» **PROVIDED RECORDS**:
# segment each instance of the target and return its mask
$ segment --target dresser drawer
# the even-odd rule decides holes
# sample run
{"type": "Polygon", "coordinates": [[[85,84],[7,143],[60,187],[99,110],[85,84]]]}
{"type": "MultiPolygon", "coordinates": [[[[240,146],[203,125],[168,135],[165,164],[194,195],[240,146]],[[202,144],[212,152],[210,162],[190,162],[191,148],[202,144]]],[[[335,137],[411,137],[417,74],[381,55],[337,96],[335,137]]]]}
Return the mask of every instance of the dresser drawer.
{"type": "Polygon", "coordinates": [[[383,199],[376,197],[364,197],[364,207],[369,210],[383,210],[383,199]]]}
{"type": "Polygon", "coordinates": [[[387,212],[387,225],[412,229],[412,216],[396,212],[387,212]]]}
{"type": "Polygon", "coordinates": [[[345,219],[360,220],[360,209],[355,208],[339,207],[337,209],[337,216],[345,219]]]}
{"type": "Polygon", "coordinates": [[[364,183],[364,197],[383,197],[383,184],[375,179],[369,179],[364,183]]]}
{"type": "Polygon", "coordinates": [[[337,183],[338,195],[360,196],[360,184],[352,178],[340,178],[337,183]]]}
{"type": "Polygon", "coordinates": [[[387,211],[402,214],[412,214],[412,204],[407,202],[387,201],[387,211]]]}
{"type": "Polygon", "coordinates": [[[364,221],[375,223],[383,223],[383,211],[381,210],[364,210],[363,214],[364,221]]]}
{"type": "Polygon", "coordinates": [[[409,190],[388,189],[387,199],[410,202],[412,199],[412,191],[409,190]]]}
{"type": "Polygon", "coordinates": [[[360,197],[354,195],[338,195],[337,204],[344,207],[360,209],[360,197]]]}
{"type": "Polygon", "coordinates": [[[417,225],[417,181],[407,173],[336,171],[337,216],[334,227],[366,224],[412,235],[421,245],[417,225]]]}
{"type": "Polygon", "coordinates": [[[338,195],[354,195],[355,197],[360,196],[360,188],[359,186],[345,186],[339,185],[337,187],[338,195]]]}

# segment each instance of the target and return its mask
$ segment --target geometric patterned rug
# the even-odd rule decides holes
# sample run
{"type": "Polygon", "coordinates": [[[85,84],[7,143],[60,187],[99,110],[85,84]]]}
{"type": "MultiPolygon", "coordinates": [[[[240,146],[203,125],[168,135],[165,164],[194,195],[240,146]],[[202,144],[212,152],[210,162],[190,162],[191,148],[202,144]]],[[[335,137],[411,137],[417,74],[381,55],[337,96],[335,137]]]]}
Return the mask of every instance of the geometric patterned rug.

» **PROBLEM STATEMENT**: How many lines in the entries above contain the string "instance"? Case counts. Reply with the number alone.

» **WRITTEN ANSWER**: 4